• _WHAT YOU WILL DO_
Copy the data word for word, beginning with the line that contains "Task: indicate the view" and continuing through the final line of the data.

• _MATERIAL FOR THE TASK_
------------------------------
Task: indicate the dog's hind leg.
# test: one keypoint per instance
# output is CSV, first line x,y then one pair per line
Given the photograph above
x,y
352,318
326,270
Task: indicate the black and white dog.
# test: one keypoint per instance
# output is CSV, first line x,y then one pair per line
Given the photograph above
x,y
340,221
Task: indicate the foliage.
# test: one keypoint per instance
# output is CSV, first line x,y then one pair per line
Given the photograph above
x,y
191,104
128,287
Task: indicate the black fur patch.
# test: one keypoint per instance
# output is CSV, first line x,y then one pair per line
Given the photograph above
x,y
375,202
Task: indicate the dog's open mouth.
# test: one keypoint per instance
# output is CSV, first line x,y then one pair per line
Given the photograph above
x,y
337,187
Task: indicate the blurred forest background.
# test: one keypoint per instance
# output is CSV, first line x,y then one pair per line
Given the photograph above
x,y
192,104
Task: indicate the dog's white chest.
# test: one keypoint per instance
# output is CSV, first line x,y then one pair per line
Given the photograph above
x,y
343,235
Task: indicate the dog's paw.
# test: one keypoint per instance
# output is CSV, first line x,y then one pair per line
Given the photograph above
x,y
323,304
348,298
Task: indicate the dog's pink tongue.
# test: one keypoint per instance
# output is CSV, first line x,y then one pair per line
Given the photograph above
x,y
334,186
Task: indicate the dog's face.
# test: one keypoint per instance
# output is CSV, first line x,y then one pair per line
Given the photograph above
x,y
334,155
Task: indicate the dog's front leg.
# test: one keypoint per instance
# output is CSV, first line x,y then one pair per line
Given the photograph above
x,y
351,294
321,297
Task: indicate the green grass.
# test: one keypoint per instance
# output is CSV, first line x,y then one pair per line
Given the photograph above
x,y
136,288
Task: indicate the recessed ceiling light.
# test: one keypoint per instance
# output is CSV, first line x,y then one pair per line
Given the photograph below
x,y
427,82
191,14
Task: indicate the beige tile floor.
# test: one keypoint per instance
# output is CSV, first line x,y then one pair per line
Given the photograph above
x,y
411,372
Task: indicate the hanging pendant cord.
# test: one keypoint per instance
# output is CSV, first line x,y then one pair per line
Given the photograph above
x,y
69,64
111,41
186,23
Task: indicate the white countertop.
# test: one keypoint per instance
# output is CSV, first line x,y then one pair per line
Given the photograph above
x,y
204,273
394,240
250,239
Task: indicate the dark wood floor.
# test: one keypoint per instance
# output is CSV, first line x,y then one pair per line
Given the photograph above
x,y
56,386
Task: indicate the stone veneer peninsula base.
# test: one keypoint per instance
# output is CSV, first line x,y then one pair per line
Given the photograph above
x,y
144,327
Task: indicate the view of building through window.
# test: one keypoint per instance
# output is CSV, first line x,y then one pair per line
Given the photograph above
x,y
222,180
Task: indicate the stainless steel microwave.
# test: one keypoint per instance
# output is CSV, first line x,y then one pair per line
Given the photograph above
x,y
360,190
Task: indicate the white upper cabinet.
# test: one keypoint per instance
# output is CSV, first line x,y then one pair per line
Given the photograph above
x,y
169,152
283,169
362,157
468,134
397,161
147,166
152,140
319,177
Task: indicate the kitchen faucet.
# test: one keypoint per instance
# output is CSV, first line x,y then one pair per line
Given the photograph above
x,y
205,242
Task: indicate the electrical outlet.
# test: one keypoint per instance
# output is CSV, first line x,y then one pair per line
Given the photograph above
------------------------------
• _WRITTEN ANSWER_
Task: indicate the view of building through window.
# test: one keypoint per instance
# output is CSV, first line x,y then one pair per line
Given the photograph above
x,y
222,180
Task: indicate the stainless steel microwave.
# test: one keypoint per instance
# output is CSV, first line x,y then one pair per line
Given the photograph above
x,y
360,190
Task: indicate the white upper cabinet.
# test: one keypoint per instance
# output is CSV, first line x,y then one pair per line
Given the photograph above
x,y
169,152
283,169
362,157
468,134
397,161
147,166
152,140
319,177
Task: indicate the kitchen faucet.
# test: one keypoint per instance
# output is CSV, first line x,y then one pair per line
Given the photograph above
x,y
205,242
Task: indicate the electrical outlet.
# test: one keypoint per instance
# output is CSV, first line x,y then one pair per line
Given the photograph above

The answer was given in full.